- [YOUR GOAL]
Copy out the DVD review header for The First Wives Club word for word, including every line of the disc details list.

- [TEXT FOR ANALYSIS]
The First Wives Club on DVD

Dom Robinson reviews

The First Wives Club
Don’t Get Mad. Get Everything.
Distributed by

Paramount

    Cover

  • Cert:
  • Cat.no: PHE 8026
  • Running time: 98 minutes
  • Year: 1998
  • Pressing: 2000
  • Region(s): 2, PAL
  • Chapters: 36 plus extras
  • Sound: Dolby Digital 5.1, Dolby Surround
  • Languages: 4 languages available
  • Subtitles: 10 languages available
  • Widescreen: 1.78:1
  • 16:9-Enhanced: Yes
  • Macrovision: Yes
  • Disc Format: DVD 9
  • Price: £19.99
  • Extras : Scene index, Theatrical Trailer

    Director:

      Hugh Wilson

    (Police Academy, Burglar, The First Wives Club, Guarding Tess)

- [SUPPLIED DATA]
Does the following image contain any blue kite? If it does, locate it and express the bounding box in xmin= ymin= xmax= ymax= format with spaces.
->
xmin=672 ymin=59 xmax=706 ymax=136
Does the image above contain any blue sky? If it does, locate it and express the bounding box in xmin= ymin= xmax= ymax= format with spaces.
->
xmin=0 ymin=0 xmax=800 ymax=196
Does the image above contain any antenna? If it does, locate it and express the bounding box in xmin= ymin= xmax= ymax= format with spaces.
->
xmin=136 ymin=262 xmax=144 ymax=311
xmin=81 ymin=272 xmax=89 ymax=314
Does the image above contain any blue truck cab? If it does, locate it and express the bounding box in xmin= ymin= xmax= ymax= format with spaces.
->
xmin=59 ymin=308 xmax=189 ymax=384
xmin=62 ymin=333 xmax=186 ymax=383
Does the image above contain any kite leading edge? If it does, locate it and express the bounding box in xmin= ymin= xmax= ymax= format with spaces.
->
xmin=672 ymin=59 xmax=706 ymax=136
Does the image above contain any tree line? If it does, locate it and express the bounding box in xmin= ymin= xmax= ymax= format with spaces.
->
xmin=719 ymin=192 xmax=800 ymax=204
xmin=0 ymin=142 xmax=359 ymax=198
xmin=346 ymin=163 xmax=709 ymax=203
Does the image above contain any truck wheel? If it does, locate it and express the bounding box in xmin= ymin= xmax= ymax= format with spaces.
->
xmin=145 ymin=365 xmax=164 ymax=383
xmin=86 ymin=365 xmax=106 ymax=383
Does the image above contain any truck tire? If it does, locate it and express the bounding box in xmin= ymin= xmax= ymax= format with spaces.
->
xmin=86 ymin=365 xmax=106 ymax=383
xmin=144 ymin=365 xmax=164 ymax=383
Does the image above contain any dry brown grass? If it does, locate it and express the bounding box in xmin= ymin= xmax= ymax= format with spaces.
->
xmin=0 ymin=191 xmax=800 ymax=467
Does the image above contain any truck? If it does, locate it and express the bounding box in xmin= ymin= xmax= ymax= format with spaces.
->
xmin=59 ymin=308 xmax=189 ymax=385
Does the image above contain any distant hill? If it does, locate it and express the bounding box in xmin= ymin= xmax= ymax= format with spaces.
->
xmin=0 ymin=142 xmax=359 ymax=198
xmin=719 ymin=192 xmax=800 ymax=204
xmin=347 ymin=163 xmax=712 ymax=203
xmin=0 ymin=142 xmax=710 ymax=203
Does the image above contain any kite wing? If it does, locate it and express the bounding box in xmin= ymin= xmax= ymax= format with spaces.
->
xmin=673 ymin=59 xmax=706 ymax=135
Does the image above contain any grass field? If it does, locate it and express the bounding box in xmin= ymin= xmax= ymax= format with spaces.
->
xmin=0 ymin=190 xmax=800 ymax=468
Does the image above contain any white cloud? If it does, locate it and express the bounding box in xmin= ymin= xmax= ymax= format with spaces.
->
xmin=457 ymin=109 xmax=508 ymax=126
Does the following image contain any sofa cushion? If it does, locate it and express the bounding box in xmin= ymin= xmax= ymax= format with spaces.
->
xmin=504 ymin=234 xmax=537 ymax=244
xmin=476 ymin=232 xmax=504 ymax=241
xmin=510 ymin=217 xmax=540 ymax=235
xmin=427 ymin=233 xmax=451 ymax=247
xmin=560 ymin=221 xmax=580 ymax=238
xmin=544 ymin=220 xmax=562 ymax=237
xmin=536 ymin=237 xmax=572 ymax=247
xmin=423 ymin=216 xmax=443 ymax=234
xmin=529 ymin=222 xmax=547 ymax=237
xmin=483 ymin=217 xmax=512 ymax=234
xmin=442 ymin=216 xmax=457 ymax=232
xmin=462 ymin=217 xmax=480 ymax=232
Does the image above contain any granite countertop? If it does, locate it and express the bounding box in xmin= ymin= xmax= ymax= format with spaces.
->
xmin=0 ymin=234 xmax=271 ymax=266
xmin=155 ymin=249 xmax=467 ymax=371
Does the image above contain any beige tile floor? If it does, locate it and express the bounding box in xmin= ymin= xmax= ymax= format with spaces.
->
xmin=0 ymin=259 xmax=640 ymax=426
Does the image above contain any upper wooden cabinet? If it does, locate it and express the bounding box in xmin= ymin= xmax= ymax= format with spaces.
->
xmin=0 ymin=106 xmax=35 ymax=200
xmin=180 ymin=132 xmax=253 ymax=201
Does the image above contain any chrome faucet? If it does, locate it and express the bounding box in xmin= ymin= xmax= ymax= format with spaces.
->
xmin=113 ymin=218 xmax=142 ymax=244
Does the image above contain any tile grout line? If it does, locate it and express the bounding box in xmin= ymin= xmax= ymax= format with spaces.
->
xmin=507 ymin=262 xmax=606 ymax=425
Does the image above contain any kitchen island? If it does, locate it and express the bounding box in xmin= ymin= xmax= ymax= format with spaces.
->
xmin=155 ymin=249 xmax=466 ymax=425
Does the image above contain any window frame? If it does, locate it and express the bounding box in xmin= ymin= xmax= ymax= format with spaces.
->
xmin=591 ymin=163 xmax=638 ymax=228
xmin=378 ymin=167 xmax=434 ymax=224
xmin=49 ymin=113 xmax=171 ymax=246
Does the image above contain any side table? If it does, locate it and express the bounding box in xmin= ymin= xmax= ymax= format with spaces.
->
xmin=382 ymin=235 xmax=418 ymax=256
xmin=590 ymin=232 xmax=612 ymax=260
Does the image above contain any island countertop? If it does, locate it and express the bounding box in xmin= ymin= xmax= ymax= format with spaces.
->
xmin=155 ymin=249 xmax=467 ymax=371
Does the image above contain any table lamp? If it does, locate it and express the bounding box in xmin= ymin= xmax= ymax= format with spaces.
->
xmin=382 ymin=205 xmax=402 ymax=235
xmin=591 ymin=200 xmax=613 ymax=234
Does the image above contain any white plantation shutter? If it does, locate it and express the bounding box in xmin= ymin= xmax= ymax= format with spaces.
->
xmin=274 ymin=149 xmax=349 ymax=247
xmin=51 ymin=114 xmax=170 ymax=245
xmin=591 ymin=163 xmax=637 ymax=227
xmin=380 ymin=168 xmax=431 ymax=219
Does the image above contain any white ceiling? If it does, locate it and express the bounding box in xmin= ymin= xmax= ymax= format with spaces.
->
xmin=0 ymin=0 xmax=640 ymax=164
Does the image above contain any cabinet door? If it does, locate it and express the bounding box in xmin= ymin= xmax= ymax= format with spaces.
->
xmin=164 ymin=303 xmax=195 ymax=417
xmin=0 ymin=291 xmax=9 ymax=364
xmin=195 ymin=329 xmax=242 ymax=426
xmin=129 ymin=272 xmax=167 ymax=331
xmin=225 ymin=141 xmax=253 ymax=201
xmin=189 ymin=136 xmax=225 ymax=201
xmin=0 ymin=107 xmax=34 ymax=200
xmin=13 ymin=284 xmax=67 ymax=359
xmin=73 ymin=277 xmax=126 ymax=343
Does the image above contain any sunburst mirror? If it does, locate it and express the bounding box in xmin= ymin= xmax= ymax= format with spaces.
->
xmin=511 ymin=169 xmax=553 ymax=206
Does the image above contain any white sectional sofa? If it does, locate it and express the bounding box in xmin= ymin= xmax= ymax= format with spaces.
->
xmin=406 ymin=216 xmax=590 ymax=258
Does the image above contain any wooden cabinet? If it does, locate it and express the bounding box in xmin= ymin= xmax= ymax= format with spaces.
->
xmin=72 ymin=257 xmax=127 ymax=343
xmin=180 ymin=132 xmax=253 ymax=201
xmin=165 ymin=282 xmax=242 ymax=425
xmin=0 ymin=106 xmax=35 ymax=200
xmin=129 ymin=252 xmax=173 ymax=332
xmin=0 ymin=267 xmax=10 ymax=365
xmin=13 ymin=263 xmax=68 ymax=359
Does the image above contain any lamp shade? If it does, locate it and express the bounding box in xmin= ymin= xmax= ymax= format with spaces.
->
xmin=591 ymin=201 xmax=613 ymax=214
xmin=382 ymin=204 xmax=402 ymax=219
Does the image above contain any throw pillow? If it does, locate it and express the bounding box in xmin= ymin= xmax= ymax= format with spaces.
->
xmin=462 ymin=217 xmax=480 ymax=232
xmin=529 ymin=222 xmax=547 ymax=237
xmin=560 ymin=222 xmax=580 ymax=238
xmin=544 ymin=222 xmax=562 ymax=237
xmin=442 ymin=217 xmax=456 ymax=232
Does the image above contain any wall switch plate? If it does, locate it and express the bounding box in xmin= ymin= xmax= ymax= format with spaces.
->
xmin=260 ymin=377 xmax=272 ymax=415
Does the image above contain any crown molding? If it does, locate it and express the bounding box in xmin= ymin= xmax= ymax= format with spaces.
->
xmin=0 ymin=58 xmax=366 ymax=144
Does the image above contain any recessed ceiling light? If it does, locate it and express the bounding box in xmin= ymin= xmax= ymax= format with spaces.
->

- [RESULT BELOW]
The First Wives Club on DVD

Dom Robinson reviews

The First Wives Club
Don’t Get Mad. Get Everything.
Distributed by

Paramount

    Cover

  • Cert:
  • Cat.no: PHE 8026
  • Running time: 98 minutes
  • Year: 1998
  • Pressing: 2000
  • Region(s): 2, PAL
  • Chapters: 36 plus extras
  • Sound: Dolby Digital 5.1, Dolby Surround
  • Languages: 4 languages available
  • Subtitles: 10 languages available
  • Widescreen: 1.78:1
  • 16:9-Enhanced: Yes
  • Macrovision: Yes
  • Disc Format: DVD 9
  • Price: £19.99
  • Extras : Scene index, Theatrical Trailer

    Director:

      Hugh Wilson

    (Police Academy, Burglar, The First Wives Club, Guarding Tess)